Editing in a pandemic when all you want to do is hide under the covers and cry? Yeah, not fun. But the book meant a lot to me, and I desperately wanted it to have a positive environmental message. So I pushed through and am deeply grateful for Caitie’s help and patience as well as my husband’s constructive feedback. He is always my first reader, the one who assures me that, no, the book does not suck. He helps me brainstorm ideas and listens to me wallow in self-doubt (then promptly tells me to stop wallowing).

Final draft accepted – YAY!
Cover designed – YAY!
Book will release in April 2021, Earth day month – YAY!

World still a dumpster fire in 2021…
Book release delayed until December
Friends asking why Amazon says it came out in August and they can’t get a copy!??!

Publishing is not an easy journey. But here we are, my third book baby out in the world for real, and I am very excited. When the author copies arrived the other day I quickly re-read it and said to my family, hey, that’s not as bad as I thought it would be. And then my parents read it and told me they loved it. And Kirkus gave it a good review.

Lily is here and ready to take on the world. I hope you’ll give her a chance.

Approaching the lockdown anniversary

March 3, 2020 was a big day for the van clan. Youngest got his braces off, and he celebrated with a bag of microwave popcorn. Plans were in the works for an epic Blue and Gold dinner to commemorate his Webelo Den earning their Arrow of Light awards, and he looked forward to his first year of Boy Scout camp. (Hubs and I were excited to spend that week celebrating our 20th anniversary.) Oldest had earned Life Scout and was elected to serve as Troop Guide, which meant he would help navigate the new class of scouts. He planned to finish his last remaining Eagle required merit badges during summer camp and had begun to toss around ideas for his Eagle project. That night, his artwork was featured in the annual district art show and had been nominated for one of the top pieces. Winners would be honored in a special ceremony. He smiled with pride as he showed us his artwork, a smile I haven’t seen much of in the past 12 months. We’d finally agreed to get him a cell phone, so he would have a way to check in with us during his class trip to Washington DC. We joked about whether or not his chorus teacher would let them sing Queen’s Bohemian Rhapsody at the eighth grade chorus concert.

Oldest smiles in front of his winning art piece

You know where this is going. None of that happened. The Blue and Gold dinner – canceled. Washington DC trip – canceled. Eighth grade chorus concert and graduation – canceled. Summer camp – canceled. Anniversary trip – canceled. His artwork was chosen as one of the top pieces, but instead of a reception, we received a letter in the mail. Oldest had already coined a phrase to reflect his newfound apathy: I don’t care. And why should he care? Everything he’d looked forward to was taken away. He slogged through the remaining Eagle merit badges after hours and hours of nagging, and says he has no plans to complete his project. He started freshman year in his pajamas behind a computer screen, where he now spends most of his day.

This past year, there have been a mountain of disappointments and a river of tears (mostly mine). Sorry for the clichés, but this year has sapped a large chunk of my creativity energy. Sure, we’ve been blessed – friends and family have fallen ill, but no one we know has died. (That doesn’t stop me from worrying 24/7.) My husband and I still have our jobs, although I have never felt more stressed. Enrollment declined significantly, budgets were slashed, and the constant back and forth of working from home and going into the office has been an ongoing challenge. Working parents, and working moms especially, have faced nearly impossible tasks this past year. My kids have been learning from home since mid-March, and we are all burnt out, we are all desperate for a return to normalcy. Whatever that even means anymore.

Stored data entries »

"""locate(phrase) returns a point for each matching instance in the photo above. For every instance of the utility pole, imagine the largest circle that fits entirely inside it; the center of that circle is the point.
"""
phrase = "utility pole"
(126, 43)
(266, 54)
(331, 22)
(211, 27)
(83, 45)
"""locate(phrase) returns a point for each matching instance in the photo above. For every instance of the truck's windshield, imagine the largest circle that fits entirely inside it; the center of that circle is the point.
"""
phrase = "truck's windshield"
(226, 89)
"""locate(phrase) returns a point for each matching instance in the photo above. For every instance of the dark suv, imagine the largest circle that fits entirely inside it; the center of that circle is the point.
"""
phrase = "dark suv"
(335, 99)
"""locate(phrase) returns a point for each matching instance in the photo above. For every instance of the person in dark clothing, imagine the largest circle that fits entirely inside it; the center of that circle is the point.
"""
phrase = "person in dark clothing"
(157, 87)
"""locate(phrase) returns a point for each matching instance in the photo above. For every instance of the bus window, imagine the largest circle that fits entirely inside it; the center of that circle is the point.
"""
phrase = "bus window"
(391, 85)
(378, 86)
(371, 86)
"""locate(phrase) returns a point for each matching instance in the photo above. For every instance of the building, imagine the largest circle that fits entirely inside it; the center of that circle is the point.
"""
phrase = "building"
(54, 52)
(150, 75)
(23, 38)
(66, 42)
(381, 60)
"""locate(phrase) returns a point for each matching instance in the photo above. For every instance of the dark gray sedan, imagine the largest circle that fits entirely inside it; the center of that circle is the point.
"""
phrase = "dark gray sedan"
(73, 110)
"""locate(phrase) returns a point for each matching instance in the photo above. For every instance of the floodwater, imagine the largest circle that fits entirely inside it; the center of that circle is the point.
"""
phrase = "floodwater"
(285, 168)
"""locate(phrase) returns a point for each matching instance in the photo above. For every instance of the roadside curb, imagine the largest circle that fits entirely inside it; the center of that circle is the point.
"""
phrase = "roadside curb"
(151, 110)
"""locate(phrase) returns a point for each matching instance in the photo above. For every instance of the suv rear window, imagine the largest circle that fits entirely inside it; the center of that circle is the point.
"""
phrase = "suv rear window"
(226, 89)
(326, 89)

What to work on »
1. For each statement, say yes or no as to whether the page excerpt agrees with it, and quote the words of the page excerpt that decide it. (a) The book's release was pushed back to December. (b) Oldest's artwork was not picked as one of the top pieces. (c) The children have been learning from home since mid-March.
2. Transcribe the stretch of the page excerpt from "World still a" through "get a copy!??!".
These rows have no connection to the page excerpt.

Solved problems »
1.
(a) Yes: "Book release delayed until December"
(b) No: "His artwork was chosen as one of the top pieces"
(c) Yes: "My kids have been learning from home since mid-March"

2.
World still a dumpster fire in 2021…
Book release delayed until December
Friends asking why Amazon says it came out in August and they can’t get a copy!??!